Return everything from the line containing "Pinpoint man's short hair here." down to the line containing "xmin=656 ymin=145 xmax=700 ymax=172", repeating those lines exactly and giving nothing else from the material.

* Start RAW DATA *

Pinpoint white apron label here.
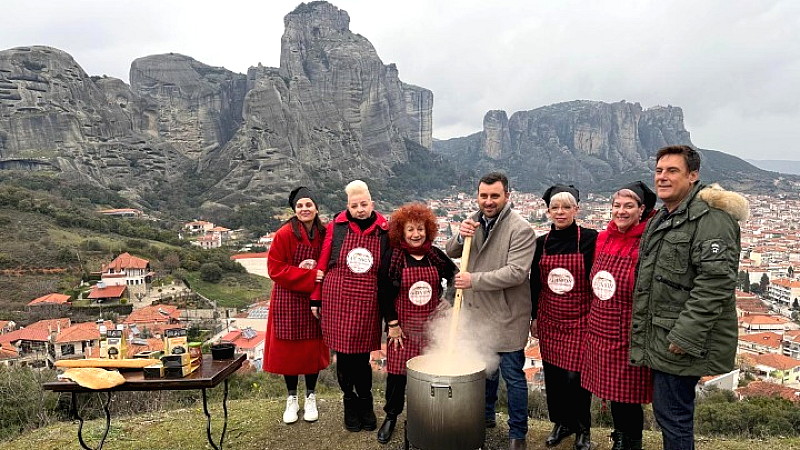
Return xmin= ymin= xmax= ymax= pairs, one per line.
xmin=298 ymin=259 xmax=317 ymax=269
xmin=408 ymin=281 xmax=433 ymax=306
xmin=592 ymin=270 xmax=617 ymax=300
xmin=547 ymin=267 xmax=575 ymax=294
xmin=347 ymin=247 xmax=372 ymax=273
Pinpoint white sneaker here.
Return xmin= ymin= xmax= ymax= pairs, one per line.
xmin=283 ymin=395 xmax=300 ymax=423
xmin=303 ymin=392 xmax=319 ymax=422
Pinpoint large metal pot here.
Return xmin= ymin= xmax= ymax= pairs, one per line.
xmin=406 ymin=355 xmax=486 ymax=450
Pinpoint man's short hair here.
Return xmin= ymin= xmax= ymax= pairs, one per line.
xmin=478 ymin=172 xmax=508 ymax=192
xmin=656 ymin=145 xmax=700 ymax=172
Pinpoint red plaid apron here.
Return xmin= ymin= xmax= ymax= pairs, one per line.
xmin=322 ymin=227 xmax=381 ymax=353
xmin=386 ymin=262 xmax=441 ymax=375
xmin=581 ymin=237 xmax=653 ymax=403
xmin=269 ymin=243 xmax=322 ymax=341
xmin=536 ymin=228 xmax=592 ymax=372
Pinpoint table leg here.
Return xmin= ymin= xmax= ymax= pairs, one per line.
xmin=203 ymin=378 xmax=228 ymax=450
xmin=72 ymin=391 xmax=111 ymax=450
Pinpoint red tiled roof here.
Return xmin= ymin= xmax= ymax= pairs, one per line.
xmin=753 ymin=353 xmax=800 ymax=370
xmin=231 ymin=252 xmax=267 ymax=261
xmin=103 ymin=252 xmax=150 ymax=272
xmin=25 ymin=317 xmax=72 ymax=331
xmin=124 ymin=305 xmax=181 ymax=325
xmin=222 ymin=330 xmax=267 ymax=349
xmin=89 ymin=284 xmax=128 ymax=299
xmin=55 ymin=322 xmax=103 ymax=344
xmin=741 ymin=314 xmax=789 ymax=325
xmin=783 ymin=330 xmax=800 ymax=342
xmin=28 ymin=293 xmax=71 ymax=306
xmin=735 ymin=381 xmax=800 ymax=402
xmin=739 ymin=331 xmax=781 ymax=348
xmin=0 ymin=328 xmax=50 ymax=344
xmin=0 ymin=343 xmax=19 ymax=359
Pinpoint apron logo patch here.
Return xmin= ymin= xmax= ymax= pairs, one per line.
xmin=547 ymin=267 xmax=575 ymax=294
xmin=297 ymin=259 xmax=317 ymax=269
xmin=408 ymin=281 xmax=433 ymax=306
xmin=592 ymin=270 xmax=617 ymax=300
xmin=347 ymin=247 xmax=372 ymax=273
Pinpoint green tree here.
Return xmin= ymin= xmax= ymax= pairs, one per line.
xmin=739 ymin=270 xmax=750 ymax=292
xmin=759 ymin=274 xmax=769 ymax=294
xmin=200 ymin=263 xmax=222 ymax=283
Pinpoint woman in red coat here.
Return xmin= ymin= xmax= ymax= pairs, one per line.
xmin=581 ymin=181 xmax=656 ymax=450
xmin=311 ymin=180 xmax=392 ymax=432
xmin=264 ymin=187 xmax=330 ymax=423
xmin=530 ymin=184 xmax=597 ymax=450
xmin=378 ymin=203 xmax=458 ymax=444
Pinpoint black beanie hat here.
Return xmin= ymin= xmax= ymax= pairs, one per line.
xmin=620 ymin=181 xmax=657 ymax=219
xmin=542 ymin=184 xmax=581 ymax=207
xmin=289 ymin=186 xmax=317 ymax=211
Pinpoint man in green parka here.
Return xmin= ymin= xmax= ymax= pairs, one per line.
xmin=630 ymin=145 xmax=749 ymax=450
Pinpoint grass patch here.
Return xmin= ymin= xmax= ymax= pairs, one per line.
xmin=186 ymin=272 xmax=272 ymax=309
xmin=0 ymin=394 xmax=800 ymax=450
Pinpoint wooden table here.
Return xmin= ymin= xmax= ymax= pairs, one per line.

* End RAW DATA *

## FULL RESPONSE
Pinpoint man's short hair here.
Return xmin= ymin= xmax= ymax= pairs, one per line.
xmin=478 ymin=172 xmax=508 ymax=192
xmin=656 ymin=145 xmax=700 ymax=172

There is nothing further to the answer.